Using the information
- A) Name every drug given to patients in the chemotherapy trial report.
- B) Write a continuation of the report on the chemotherapy trial, starting after its final sentence about neutropenia.

Selected text
- - - - - - -
As reported in The Lancet Oncology, Dr. Lin Shen of Peking University Cancer Hospital and Institute in Beijing and colleagues randomized 1,022 patients (median age about 59; about 75% men) from 2012-2017 to adjuvant CapOx, adjuvant SOX, or perioperative-SOX.

The adjuvant CapOx group received eight postoperative cycles of intravenous oxaliplatin 130 mg/m² on day one of each 21 day cycle plus oral capecitabine 1000 mg/m² twice a day. The adjuvant SOX group received eight postoperative cycles of intravenous oxaliplatin 130 mg/m² on day one of each 21 day cycle plus oral S-1 40 mg-60 mg twice a day. The perioperative SOX group received intravenous oxaliplatin 130 mg/m² on day one of each 21 day plus oral S-1 40 mg-60 mg twice a day for three cycles preoperatively and five cycles postoperatively followed by three cycles of S-1 monotherapy.

The primary endpoint was three-year disease-free survival, to assess the superiority of perioperative-SOX compared with adjuvant SOX and the non-inferiority (hazard ratio non-inferiority margin of 1.33) of adjuvant SOX compared with adjuvant CapOx.

Three-year disease-free survival was 51.1% in the adjuvant-CapOx group; 56.5% in the adjuvant SOX group; and 59.4% in the perioperative-SOX group.

The hazard ratio was 0.77 for perioperative SOX compared with adjuvant-CapOx and 0.86 for adjuvant SOX compared with adjuvant CapOx.

The most common grade 3-4 adverse event was neutropenia, documented in 12% of the adjuvant CapOx group, 8% of the adjuvant SOX group, and 10% of the perioperative SOX group.
- - - - - - -
Record excerpts
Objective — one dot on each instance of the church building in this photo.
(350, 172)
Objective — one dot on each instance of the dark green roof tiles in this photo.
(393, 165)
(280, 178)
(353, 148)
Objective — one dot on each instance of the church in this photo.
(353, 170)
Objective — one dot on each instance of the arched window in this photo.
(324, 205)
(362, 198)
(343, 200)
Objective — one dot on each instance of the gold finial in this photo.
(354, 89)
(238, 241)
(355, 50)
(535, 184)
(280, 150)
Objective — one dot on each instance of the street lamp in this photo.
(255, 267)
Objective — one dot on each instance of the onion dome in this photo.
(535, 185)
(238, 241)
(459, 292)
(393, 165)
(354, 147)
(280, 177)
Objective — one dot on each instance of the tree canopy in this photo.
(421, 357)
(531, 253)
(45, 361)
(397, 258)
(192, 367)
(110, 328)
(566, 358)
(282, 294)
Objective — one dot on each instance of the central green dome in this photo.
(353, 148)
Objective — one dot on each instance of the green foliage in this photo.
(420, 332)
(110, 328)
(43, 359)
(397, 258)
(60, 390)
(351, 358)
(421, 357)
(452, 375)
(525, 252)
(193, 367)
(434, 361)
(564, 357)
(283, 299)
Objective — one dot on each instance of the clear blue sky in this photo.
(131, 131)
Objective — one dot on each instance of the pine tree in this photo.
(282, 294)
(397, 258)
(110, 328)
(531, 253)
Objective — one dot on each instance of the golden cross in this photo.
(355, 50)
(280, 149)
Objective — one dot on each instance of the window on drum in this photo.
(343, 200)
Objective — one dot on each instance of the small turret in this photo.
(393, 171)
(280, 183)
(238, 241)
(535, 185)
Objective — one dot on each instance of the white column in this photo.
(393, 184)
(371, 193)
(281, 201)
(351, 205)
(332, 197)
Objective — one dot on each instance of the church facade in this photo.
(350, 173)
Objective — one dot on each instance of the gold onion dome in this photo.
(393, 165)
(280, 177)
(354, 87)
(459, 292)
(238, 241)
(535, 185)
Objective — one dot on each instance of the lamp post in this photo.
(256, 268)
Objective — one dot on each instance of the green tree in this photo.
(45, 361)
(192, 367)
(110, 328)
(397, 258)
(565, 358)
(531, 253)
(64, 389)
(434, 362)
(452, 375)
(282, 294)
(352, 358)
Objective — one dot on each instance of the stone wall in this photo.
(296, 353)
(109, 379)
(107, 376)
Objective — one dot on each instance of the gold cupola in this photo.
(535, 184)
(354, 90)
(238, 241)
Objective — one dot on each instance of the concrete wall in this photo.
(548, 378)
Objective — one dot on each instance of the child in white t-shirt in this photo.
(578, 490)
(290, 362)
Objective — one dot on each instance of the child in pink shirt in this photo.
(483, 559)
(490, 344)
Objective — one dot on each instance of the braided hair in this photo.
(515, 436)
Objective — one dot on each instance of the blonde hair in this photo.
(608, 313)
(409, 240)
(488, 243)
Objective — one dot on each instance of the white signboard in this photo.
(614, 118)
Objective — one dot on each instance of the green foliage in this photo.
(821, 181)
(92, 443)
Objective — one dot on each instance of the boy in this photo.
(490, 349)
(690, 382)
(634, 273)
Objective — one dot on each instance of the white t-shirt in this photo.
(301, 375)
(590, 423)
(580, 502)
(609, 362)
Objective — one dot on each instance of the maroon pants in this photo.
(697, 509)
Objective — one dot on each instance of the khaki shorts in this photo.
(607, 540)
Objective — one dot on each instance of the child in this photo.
- - - - - - -
Outputs for the tasks
- A) oxaliplatin, capecitabine, S-1

- B)
Serious adverse events were reported in seven (3%) patients in the adjuvant CapOx group (two treatment-related); eight (3%) in the adjuvant SOX group (two treatment-related); and seven (2%) in the perioperative SOX group (four treatment-related).

No treatment-related deaths were reported.

The authors conclude, "Perioperative-SOX showed a clinically meaningful improvement compared with adjuvant CapOx...; adjuvant-SOX was non-inferior to adjuvant CapOx in these patients. Perioperative SOX could be considered a new treatment option for patients with locally advanced gastric cancer."

Dr. Vadim Gushchin, Director of the Peritoneal Surface Malignancy Program at the Institute for Cancer Care at Mercy in Baltimore, noted in an email to Reuters Health that S1 is not available outside of Asia and "its toxicity is too high in European and American patients."

"The take-home message for me was that the neo-adjuvant approach to treating resectable works better than the adjuvant," he said. "It reinforces our practice of treating gastric cancer with chemotherapy first (FLOT, for example), followed by surgery, and followed by more chemotherapy. This is one of the standards of care in the Western world."

Medical oncologist Dr. Peter Ledakis, also of Mercy, believes that SOX won't be approved by the U.S. Food and Drug Administration "in the foreseeable future." Furthermore," he said, "ongoing research in optimizing the management of advanced gastric cancer has been focusing on the development of targeted agents as well utilization of immunotherapy."

Surgical oncologist Dr. Spiros Hiotis of the Mount Sinai Health System in New York City is more optimistic about the clinical implications of the trial. "The trial establishes new practice patterns in Asia," which has been slow to adopt perioperative treatment, he told Reuters Health by phone. "This trial is very compelling that perioperative chemotherapy is better in the selected patients."

The trial itself was "spectacular" in that the authors could accrue a thousand patients with T4 gastric cancer in just five years and conduct the trial "with systematic rules and analyses," he added. "It's unlikely that we could ever conduct a trial like this in the U.S. or Europe because of the numbers of patients and the coordination required across hospitals."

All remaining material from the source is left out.